◆ **What to work on**
Within the entries that follow, show each line where the word "dress" occurs.
*** Dataset entries Section Begins ***
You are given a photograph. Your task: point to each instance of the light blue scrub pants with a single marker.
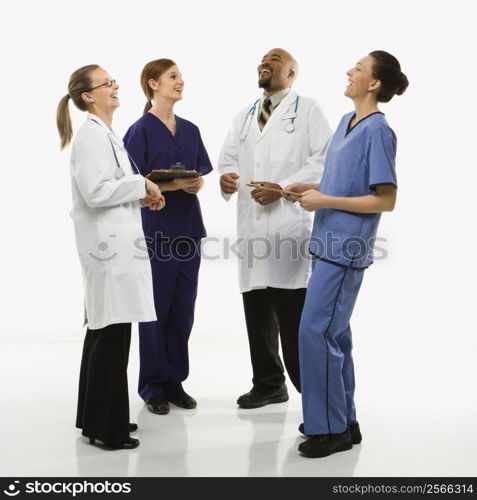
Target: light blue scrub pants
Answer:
(326, 364)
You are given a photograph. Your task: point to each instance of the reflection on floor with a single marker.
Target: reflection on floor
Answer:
(414, 422)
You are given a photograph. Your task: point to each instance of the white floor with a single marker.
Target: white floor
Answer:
(415, 421)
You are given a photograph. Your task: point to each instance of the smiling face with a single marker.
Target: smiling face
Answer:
(361, 82)
(104, 97)
(169, 85)
(277, 71)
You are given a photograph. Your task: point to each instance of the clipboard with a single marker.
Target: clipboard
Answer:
(276, 190)
(166, 175)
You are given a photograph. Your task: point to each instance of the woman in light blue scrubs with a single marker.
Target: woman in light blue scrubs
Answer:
(359, 182)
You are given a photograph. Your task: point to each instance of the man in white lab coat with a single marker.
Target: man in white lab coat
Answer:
(279, 140)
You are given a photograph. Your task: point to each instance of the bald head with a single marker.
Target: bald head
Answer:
(277, 71)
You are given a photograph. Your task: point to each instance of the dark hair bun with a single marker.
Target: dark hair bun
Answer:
(387, 70)
(403, 85)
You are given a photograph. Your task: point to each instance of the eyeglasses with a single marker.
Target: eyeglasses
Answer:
(109, 83)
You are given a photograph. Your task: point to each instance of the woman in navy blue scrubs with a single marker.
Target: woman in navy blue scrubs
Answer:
(359, 182)
(158, 140)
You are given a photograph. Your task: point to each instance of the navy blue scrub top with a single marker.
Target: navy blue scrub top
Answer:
(358, 159)
(153, 147)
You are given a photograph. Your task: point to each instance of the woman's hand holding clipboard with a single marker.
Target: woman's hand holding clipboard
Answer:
(260, 187)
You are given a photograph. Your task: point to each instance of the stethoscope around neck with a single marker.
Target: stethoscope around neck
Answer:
(251, 112)
(119, 171)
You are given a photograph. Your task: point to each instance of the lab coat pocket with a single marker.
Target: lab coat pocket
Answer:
(121, 248)
(284, 147)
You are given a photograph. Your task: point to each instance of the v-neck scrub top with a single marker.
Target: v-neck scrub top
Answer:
(359, 158)
(153, 147)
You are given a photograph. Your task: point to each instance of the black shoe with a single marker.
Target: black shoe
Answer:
(181, 399)
(127, 444)
(356, 437)
(256, 398)
(326, 444)
(158, 405)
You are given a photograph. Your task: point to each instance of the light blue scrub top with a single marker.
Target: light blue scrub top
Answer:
(358, 160)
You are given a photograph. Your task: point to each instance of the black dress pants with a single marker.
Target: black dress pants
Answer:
(103, 401)
(270, 313)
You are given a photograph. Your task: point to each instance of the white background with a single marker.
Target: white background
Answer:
(416, 308)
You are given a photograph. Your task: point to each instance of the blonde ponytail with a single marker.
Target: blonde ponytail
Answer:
(80, 81)
(63, 122)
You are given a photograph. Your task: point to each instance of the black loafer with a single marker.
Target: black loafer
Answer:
(127, 444)
(257, 399)
(355, 432)
(326, 444)
(181, 399)
(158, 405)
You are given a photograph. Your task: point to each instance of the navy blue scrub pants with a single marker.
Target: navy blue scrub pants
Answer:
(326, 363)
(163, 349)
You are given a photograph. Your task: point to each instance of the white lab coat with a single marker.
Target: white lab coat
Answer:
(109, 236)
(266, 258)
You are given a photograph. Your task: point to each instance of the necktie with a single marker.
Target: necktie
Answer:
(264, 113)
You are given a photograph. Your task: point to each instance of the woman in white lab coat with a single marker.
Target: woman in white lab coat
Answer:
(116, 270)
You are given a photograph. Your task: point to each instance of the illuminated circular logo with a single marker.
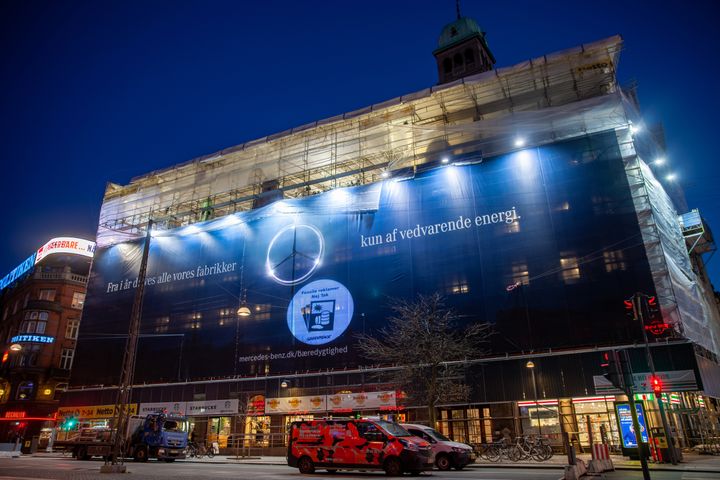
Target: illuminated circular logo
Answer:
(294, 254)
(320, 312)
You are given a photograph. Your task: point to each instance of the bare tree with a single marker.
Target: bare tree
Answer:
(421, 338)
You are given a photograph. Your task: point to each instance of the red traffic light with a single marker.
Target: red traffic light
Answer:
(656, 384)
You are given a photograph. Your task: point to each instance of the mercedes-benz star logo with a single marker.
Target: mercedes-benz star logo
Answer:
(294, 254)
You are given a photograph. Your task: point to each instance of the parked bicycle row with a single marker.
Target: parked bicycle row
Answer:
(522, 448)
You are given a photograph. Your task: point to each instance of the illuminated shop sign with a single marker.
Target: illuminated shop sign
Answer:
(76, 246)
(14, 414)
(627, 430)
(17, 271)
(32, 339)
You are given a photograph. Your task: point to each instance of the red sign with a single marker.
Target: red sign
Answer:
(657, 328)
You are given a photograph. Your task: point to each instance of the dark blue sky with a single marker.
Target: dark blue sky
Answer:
(92, 92)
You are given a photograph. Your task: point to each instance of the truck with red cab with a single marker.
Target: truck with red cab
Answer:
(356, 444)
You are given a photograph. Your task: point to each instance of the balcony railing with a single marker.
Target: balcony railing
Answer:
(66, 276)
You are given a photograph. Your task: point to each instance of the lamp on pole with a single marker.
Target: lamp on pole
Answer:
(120, 414)
(531, 366)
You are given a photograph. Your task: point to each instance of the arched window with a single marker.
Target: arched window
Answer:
(469, 56)
(25, 390)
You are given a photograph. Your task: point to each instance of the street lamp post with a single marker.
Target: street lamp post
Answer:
(531, 366)
(128, 366)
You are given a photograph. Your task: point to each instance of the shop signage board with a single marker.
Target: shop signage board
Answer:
(202, 408)
(93, 411)
(311, 403)
(75, 246)
(343, 402)
(627, 431)
(211, 408)
(673, 381)
(167, 407)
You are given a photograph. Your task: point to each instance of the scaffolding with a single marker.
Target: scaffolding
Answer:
(545, 99)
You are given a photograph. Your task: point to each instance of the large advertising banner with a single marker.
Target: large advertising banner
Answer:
(316, 271)
(627, 430)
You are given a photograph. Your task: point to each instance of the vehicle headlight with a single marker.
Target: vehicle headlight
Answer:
(409, 445)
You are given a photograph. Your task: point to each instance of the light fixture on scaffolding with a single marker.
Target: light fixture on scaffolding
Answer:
(244, 310)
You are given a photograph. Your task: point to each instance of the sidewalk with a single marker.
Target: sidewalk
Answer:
(690, 463)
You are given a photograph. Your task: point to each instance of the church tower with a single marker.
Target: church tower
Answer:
(462, 50)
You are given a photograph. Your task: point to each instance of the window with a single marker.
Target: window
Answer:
(469, 56)
(47, 294)
(520, 274)
(72, 328)
(66, 358)
(570, 269)
(35, 322)
(25, 390)
(78, 300)
(457, 61)
(614, 260)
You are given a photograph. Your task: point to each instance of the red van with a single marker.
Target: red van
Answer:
(356, 444)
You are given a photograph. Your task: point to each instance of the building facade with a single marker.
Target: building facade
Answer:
(42, 303)
(525, 195)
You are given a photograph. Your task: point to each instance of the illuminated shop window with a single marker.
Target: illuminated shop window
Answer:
(25, 390)
(72, 328)
(78, 300)
(570, 269)
(457, 286)
(161, 324)
(614, 260)
(66, 358)
(563, 206)
(47, 294)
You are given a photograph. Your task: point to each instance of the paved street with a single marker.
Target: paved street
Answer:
(27, 468)
(51, 468)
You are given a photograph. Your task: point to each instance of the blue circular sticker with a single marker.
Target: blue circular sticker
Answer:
(320, 312)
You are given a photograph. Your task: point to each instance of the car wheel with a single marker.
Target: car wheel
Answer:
(392, 467)
(442, 462)
(306, 466)
(140, 455)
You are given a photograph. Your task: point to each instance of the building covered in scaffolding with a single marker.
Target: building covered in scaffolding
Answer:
(526, 195)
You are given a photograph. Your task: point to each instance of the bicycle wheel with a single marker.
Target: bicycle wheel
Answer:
(492, 453)
(512, 453)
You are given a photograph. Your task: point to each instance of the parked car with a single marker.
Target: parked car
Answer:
(448, 454)
(356, 444)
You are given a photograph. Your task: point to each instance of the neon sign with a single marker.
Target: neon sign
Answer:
(76, 246)
(32, 339)
(657, 328)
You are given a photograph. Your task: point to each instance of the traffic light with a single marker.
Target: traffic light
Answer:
(656, 384)
(653, 310)
(611, 368)
(631, 310)
(69, 423)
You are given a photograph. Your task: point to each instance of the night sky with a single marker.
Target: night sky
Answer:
(92, 92)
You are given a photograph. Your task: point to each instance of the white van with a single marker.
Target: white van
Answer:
(448, 454)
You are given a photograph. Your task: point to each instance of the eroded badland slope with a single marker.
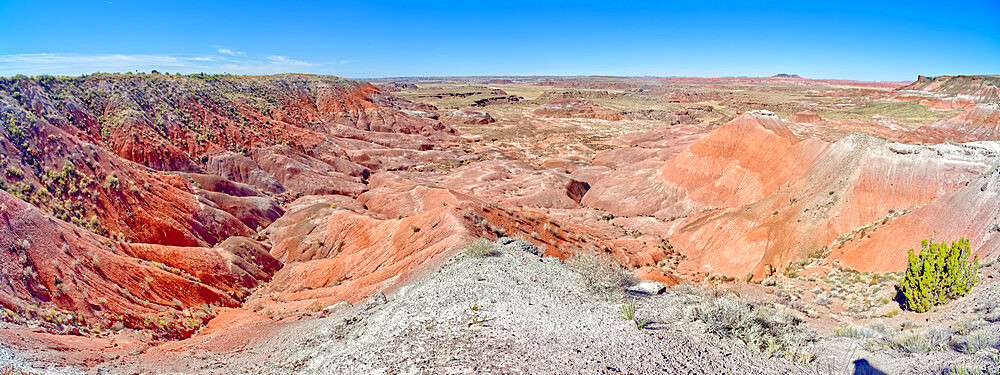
*** Dataset entries Section Ends ***
◆ **Answer to the problem**
You are given a photograph. Your task: point to each instance of the black dress pants with a single marker.
Target: black dress pants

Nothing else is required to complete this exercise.